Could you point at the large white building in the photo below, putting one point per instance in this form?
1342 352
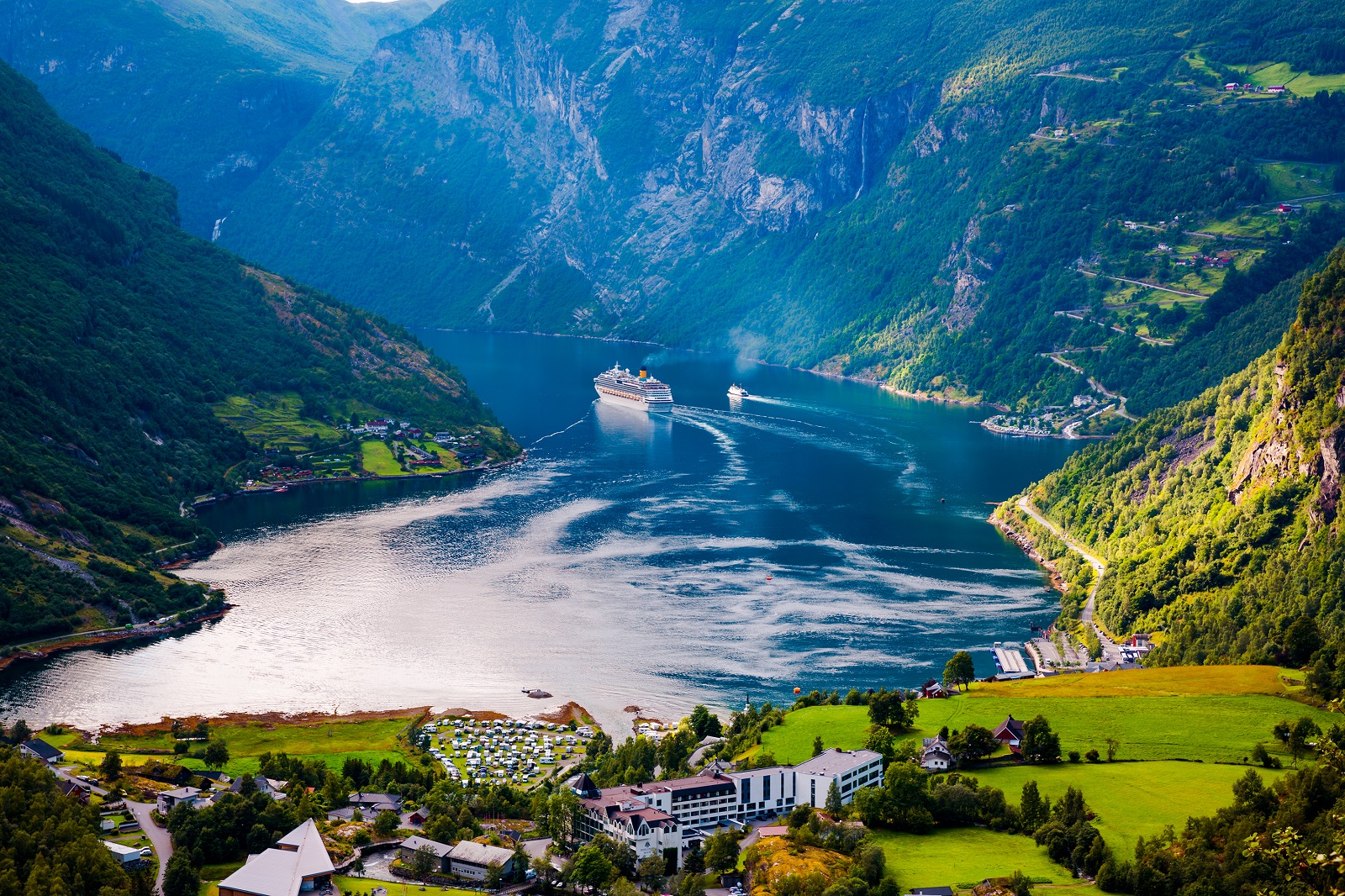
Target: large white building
667 815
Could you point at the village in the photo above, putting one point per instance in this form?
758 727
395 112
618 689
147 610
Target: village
482 802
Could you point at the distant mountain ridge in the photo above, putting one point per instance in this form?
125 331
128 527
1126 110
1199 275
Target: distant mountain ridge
203 93
775 178
121 334
1221 519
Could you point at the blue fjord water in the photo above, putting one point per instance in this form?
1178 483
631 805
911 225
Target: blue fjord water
820 535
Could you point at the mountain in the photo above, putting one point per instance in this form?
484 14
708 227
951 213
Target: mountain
1221 519
203 93
124 340
905 192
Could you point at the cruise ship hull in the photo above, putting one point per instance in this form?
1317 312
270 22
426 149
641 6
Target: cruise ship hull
632 403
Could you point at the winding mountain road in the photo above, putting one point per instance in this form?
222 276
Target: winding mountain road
1110 650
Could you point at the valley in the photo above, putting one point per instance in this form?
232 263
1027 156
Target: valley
984 539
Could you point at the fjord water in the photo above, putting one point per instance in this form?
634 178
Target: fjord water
820 535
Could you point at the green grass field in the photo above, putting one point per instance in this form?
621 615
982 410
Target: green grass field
1212 714
1297 179
1298 82
378 459
273 420
1131 799
970 855
334 743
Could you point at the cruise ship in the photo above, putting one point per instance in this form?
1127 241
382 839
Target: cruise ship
618 387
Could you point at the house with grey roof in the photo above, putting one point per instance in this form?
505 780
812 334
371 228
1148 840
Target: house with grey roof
412 845
472 860
298 862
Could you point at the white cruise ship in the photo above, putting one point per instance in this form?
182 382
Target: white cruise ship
618 387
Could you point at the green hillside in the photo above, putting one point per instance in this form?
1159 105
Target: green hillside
1217 519
907 192
203 93
121 333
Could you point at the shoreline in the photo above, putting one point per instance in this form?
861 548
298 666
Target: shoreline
78 640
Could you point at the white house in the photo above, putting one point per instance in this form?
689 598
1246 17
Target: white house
470 858
172 798
935 755
299 862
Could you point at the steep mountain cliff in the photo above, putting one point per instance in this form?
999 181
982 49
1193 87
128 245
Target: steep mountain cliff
1221 519
899 192
203 93
121 335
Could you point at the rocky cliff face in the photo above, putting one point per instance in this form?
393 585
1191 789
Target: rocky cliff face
631 143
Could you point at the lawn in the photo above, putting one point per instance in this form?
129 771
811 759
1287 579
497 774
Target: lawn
378 459
957 856
1199 721
1298 82
1131 799
1297 179
333 741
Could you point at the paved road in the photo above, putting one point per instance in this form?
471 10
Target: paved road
158 835
1110 650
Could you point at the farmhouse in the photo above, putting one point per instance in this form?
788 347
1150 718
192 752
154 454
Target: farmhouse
470 858
935 755
171 798
441 851
38 748
299 862
1010 734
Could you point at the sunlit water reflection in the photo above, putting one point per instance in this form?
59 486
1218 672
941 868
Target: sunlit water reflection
825 535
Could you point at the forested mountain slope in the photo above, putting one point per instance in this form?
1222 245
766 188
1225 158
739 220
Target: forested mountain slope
201 92
905 192
1221 519
120 333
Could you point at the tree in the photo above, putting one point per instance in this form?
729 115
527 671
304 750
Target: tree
181 878
215 754
704 723
387 824
1301 735
111 764
834 806
721 851
591 868
959 672
1032 809
1040 744
892 709
652 871
973 743
880 741
19 732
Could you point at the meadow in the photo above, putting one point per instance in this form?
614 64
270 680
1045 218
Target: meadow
1210 714
273 420
966 856
333 741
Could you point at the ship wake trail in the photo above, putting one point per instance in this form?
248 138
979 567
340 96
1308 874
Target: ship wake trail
562 432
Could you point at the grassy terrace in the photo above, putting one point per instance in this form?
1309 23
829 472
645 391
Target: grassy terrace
333 741
1188 727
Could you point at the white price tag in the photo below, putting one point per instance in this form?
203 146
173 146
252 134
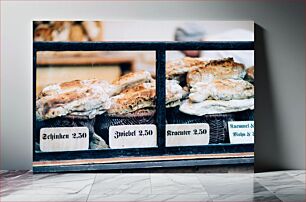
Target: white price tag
64 139
132 136
187 134
241 132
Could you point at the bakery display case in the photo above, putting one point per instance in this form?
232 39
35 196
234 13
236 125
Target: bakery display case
144 119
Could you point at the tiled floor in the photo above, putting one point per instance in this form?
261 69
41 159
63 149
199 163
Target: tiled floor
272 186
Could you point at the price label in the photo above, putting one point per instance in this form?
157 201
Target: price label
64 139
187 134
241 132
132 136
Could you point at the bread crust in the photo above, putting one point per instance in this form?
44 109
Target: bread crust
222 89
177 68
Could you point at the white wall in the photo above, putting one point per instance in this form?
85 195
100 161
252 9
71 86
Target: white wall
163 30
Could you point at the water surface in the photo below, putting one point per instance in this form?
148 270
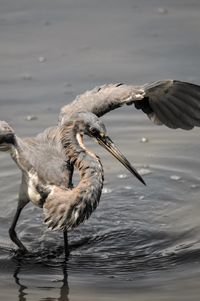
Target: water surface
142 243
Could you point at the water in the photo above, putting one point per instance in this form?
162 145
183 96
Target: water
142 243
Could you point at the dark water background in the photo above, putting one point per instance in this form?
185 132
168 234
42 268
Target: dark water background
142 243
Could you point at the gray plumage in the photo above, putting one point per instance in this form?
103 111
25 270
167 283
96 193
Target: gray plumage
45 174
173 103
47 160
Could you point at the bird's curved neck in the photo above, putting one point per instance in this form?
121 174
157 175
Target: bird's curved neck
76 205
85 161
18 154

+++

TO BE DONE:
Strip out the images, then output the records above word for word.

REPLY:
Could you point at the large white building in the photo below, putting one point per instance in this form?
1342 352
Target: large white building
667 815
Could you point at the village in the photo above, putting one point per instance in this form?
758 727
395 112
618 689
147 610
Target: village
482 802
Could you point at the distant mountain ridge in the photo above, putting one point per instance in this form?
125 331
128 527
1126 110
1199 275
Target: distant mountain ridge
203 93
775 178
121 334
1221 519
Could you point at the blue fjord water in the photo above, putting one point per instance in this form?
1178 483
631 805
911 225
Target: blue fjord water
820 535
Could you point at the mountain in the photo above, putting one point per instance in this form?
484 14
708 227
951 213
Target: mountain
1221 519
203 93
124 340
905 192
Could you point at the cruise ship hull in the photo above, putting one point per instance in this form?
1317 312
270 22
426 149
641 6
Target: cruise ship hull
632 403
Could you point at the winding mountain road in the photo above, putting one point per instance in this form?
222 276
Target: winding mountain road
1110 650
Could you point at the valley in the photo above, putting one point per instance in this form?
232 263
1027 156
Target: valley
984 539
Could you point at the fjord water in the photo above, putting one point per instance in this form?
634 178
Target: fjord water
820 535
Could you point at the green grass field in the photo above, putting one point per instance in this form?
621 615
982 410
Target: green grass field
1212 714
1297 179
1298 82
378 459
273 420
1131 799
970 855
334 743
Could you point at the cruise ship in the photo above, putting one point per instance in this form?
1127 241
382 839
Target: cruise ship
618 387
Could you point at the house with grey roof in the photo above, putting one point per instance in this form?
505 780
812 334
371 228
1148 840
Target: house with grey roof
412 845
472 860
298 862
Could you point at the white cruise ship in the photo above, putting one point per instance in this form?
182 382
Target: white cruise ship
618 387
Could you point at the green hillside in the photo above, putting one point per instance in this form?
1159 105
Target: green hillside
1217 519
907 192
203 93
121 333
Could you point at the shoreline in the photo above, putting one point per instance in this form?
861 548
298 666
Target: shoreline
78 640
Could you point at the white house in the photo above, putting one point per instance in this form?
689 598
1246 17
Target: white house
470 858
172 798
935 755
299 862
Could you point at the steep mountain cliff in the photo above, putting one point per instance in this form?
999 181
982 49
1193 87
128 245
Target: steep mountain cliff
1221 519
899 192
203 93
121 335
Could you point at the rocky cliff face in the photo above, putting one point per instance in this form?
393 585
1191 789
Target: rocky cliff face
631 143
Could you point at the lawn in the photo above, putting one point per instance in this form?
129 771
811 759
1287 579
497 774
Target: lawn
378 459
957 856
1199 721
1298 82
1131 799
1297 179
333 741
Could you point at the paved road in the photo above, putting one point per instance in this form?
471 10
Target: paved road
158 835
1110 650
Could you point at the farmhouse in the photo above, putting one point per instance in this form?
788 347
1150 718
192 752
154 454
Target: farmhouse
470 858
935 755
171 798
441 851
38 748
299 862
1010 734
Could you point at the sunlit water reflection in the photo above, putting one point per instance in this form?
59 486
1218 672
941 868
Target: sunlit water reflection
825 535
Could you point at the forested mountain slope in the photo above, putting one point per instance in this form?
1222 245
766 188
1225 158
739 220
Target: forested mountain slope
201 92
905 192
1221 519
120 333
Could you point at the tree in the photo above, putting one point per instance in this form?
729 115
527 671
304 750
Target: tree
181 878
215 754
704 723
387 824
1301 735
111 764
834 806
721 851
591 868
959 672
1032 809
1040 744
892 709
652 871
973 743
880 741
19 732
Could you point at the meadow in the photo above, putting one point per instance in this form?
614 64
270 680
1045 218
Target: meadow
1210 714
273 420
966 856
333 741
Could you point at the ship wake trail in the photo above, putting one point per instance in this form?
248 138
979 567
340 96
1308 874
Target: ship wake trail
562 432
Could you point at the grassy terrace in the photo above, putting one point per instance in this form?
1309 23
829 472
645 391
Target: grassy terrace
333 741
1188 727
Could you point at the white price tag in the photo below, putting one point per instance in this form?
203 146
173 146
252 134
Target: white price tag
64 139
132 136
187 134
241 132
Could you point at the bakery display case in the photo above, putting one point per instance in this form?
232 39
35 196
234 13
236 125
Target: bakery display case
144 119
Could you point at the tiled floor in the photo above, putting one point per instance in this form?
261 69
41 159
63 149
199 163
Target: tiled floor
272 186
Could you point at the price label in the photo above, putting one point per instance in this form?
157 201
Target: price label
64 139
187 134
241 132
132 136
Could you point at the bread crust in the photo above, putting one point per instance in this form?
44 109
Target: bread crust
222 89
177 68
Could you point at the white wall in the photo above, putting one point per instance in this form?
85 195
100 161
252 9
71 86
Target: white wall
163 30
Could you point at the water surface in the photo below, putting one point per instance in this form?
148 270
Target: water surface
142 243
Could you point at the water in the photo above, putting one point per instance in this form?
162 145
183 96
Target: water
142 243
Could you point at the dark water background in the photo above, putting one point per instance in this form?
185 132
168 234
42 268
Target: dark water background
142 243
Could you point at the gray plumage in the photo above, putting one point per instance in this form?
103 111
25 270
167 283
96 193
Target: gray plumage
45 174
173 103
47 160
Could you point at the bird's curved neck in the photo above, putting one point per instance in this form?
121 174
157 175
Target: bird's curved neck
76 205
85 161
18 154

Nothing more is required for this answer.